**What to produce**
Please explain, per the mailing-list message below, why terms not explicitly cast to FatRat could turn the result into a Num, in one to three sentences.

This one works fine:

sub plouffe (Int $k) {
  my $result = 1.FatRat *  (1 / 16 ** $k).FatRat * ((4 / (8 * $k +
1)).FatRat - (2 / (8 * $k + 4)).FatRat - (1 / (8 * $k + 5)).FatRat - (1 /
(8 * $k + 6)).FatRat );
}

say (plouffe $_).WHAT for ^20

I guess that until a certain point all the terms not specifically cast to
FatRat are of type Rat. After reaching the maximum possible Rat they're
converted to Num and FatRat * Num = Num.

On Fri, Apr 19, 2019 at 3:37 PM Laurent Rosenfeld via perl6-users <
perl6-us...@perl.org> wrote:

> Hello,
>
> in the context of the Perl Weekly Challenge, I was trying to use one of
> Franco-Canadian mathematician Simon Plouffe's formulas to compute the
> digits of pi.

**Given information**

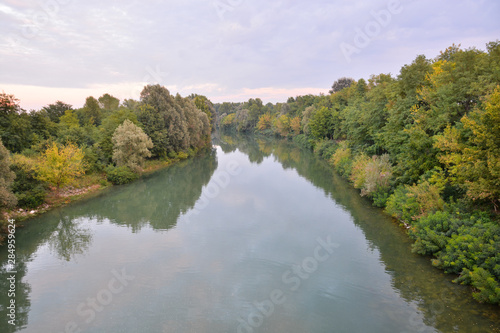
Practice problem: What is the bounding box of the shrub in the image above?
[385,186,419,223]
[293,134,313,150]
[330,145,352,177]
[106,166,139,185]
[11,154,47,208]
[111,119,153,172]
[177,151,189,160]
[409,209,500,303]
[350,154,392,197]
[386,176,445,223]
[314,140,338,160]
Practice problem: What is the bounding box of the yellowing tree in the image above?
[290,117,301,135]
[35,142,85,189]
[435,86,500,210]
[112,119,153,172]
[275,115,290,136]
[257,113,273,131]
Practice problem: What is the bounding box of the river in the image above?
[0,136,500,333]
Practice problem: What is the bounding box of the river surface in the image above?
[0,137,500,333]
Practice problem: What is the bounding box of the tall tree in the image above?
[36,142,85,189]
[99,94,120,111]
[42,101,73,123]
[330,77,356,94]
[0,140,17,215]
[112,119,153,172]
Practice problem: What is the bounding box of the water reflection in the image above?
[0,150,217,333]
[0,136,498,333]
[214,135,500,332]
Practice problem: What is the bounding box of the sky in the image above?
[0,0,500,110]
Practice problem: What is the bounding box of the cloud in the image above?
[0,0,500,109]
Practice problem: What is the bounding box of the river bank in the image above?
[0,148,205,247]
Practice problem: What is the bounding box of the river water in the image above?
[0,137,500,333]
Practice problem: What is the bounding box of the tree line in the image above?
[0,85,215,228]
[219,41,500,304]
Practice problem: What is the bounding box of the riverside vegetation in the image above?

--

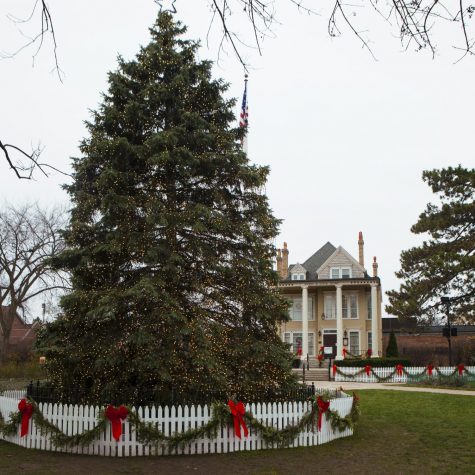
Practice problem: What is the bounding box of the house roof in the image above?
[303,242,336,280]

**Solved exercise**
The writer guesses that those terms are of type Rat up to a certain point. Once they pass the maximum possible Rat, they are converted to Num, and a FatRat multiplied by a Num gives a Num.